_Quoted passage_
Sep 11, 2007 5:35 pm US/Eastern
Federal Judge Tosses Out NYC Calorie Posting Rule
Restaurant Association Argued Rule Violated First Amendment
NEW YORK (AP) ―
A judge on Tuesday struck down a city rule requiring fast-food restaurants to post calorie content on menus because it conflicted with federal law, but he said a rewriting of the rule to apply to more restaurants might be legal.
U.S. District Judge Richard J. Holwell said he reached his decision without needing to address claims by businesses that their First Amendment rights were violated by the rule, which had been described as the first of its kind in the nation.
The New York State Restaurant Association had challenged the rule, which took effect in July but whose enforcement had been suspended pending the outcome of the court fight.
The city rule targeted national fast-food chains. It applied only to restaurants that serve standardized portion sizes and were already making calorie information available voluntarily as of March 1.
The Department of Health and Mental Hygiene, which proposed the rule, said the city was considering all legal and regulatory options. Department spokeswoman Sara Markt accused the restaurants of being "so ashamed of what they are serving that they would rather go to court than post calorie information where their customers can actually use it."
"The actions of these restaurants will deprive consumers of important information for a few months, but we are confident that calorie labeling can be legally mandated by the city and will help New Yorkers be better informed and make healthier choices," she said.
The restaurant association's president, Rick Sampson, called the judge's ruling a "major victory for everyone who enjoys New York's world-class restaurant scene."
He said it "strikes a blow against Big Government trying to tell us what we can or cannot eat."
The National Council of Chain Restaurants, a trade association, said chain restaurants disliked the rule because they do not believe one piece of nutritional information is better or more important than another.
"Chain restaurants will continue to voluntarily provide nutritional information through brochures, posters, tray liners and on the Internet to help customers make educated decisions about what they choose to eat," council president Jack Whipple said.
In his ruling, the judge said the city rule conflicted with federal law because federal law already described how restaurants should post nutritional information if they choose to do so.
He said the city rule would not seem to conflict with federal law if it were mandatory for restaurants. He noted that the city chose to limit the regulation to restaurants that had already disclosed calorie information so the rule would not be burdensome on restaurants that had never analyzed their menus for nutritional data.
The judge called the city's reason for limiting the applicability of the rule laudable, but he said it did not change the fact that it caused the rule to conflict with federal law.
Restaurant association lawyer Kent A. Yalowitz said a rewrite of the law would be studied carefully.
"If they were to change the law, it would have to be evaluated on its merits," he said.
The restaurant association had argued to strike down the rule as unconstitutional, saying it violated the First Amendment and punished eateries that already tell the public nutritional facts about food on their menus by requiring the disclosure to be made in a uniform manner.
The National League of Cities, the National Association of County & City Health Officials, the International Municipal Lawyers Association and the League of California Cities had supported the city in its rule, saying it was necessary to fight obesity.
The groups had filed arguments with the court, saying an adverse ruling in the case would undermine pending legislation in state and local legislatures around the country.

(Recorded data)
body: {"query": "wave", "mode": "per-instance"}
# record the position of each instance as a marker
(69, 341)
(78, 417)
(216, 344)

_What you have to do_
Rewrite the calorie-rule article from "The National Council" up to and including "Jack Whipple said.", replacing "tray liners" with "placemats". The material above isn't needed.

_Solution below_
The National Council of Chain Restaurants, a trade association, said chain restaurants disliked the rule because they do not believe one piece of nutritional information is better or more important than another.
"Chain restaurants will continue to voluntarily provide nutritional information through brochures, posters, placemats and on the Internet to help customers make educated decisions about what they choose to eat," council president Jack Whipple said.